Идеология и филология. Ленинград, 1940-е годы. Документальное исследование. Том 2 — страница 92 из 189

Должна быть отмечена и активная работа И. П. Лапицкого при кафедре; в течение последних двух лет он по поручению кафедры не раз принимал участие в экзаменационных сессиях в качестве моего ассистента, читал курс истории древнерусской литературы на заочном секторе университета, на историческом факультете. В настоящее время И. П. Лапицкий является секретарем комиссии по древнерусской литературе, недавно организованной при филологическом институте нашего университета.

Все это вместе взятое заставляет меня настоятельно просить оставить И. П. Лапицкого, по окончании им аспирантуры, при кафедре»[825].

25 сентября 1948 г. ректор ЛГУ Н. А. Домнин подписал приказ:

«Лапицкого И. П. – окончившего аспирантуру Ленинградского Университета и оставленного для работы в Университете, зачислить на должность ассистента кафедры русской литературы с окладом 1050 руб. в месяц с 1/IX–48 г.»[826]

30 декабря 1948 г. И. П. Лапицкий защитил диссертацию на тему «Из истории русской сатирической повести XVII века («Шемякин суд»)»[827]; оппонентами при защите были профессора П. Н. Берков и М. О. Скрипиль.

Таким образом, Игорь Петрович представлял собой не только активного общественника или безумного проработчика, как он характеризуется в большинстве случаев. Он, безусловно, был талантливым, подающим большие надежды ученым. А область научных интересов свидетельствует и о его качествах, необходимых для исследователя древнерусских источников, – скрупулезность, внимание и терпение.

☆ ☆ ☆ ☆ ☆

▶ **Задание**: Выведите без изменений отрывок страницы, начиная со слов «Все это вместе» и заканчивая словами «М. О. Скрипиль.». Материал никак не связан со страницей.

▶ **Выдержка из данных**:
☆ ☆ ☆ ☆ ☆

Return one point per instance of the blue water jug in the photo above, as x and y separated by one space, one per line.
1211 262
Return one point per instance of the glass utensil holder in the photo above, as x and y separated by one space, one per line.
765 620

☆ ☆ ☆ ☆ ☆

▶ **Ответ на задание**:
Все это вместе взятое заставляет меня настоятельно просить оставить И. П. Лапицкого, по окончании им аспирантуры, при кафедре»[825].

25 сентября 1948 г. ректор ЛГУ Н. А. Домнин подписал приказ:

«Лапицкого И. П. – окончившего аспирантуру Ленинградского Университета и оставленного для работы в Университете, зачислить на должность ассистента кафедры русской литературы с окладом 1050 руб. в месяц с 1/IX–48 г.»[826]

30 декабря 1948 г. И. П. Лапицкий защитил диссертацию на тему «Из истории русской сатирической повести XVII века («Шемякин суд»)»[827]; оппонентами при защите были профессора П. Н. Берков и М. О. Скрипиль.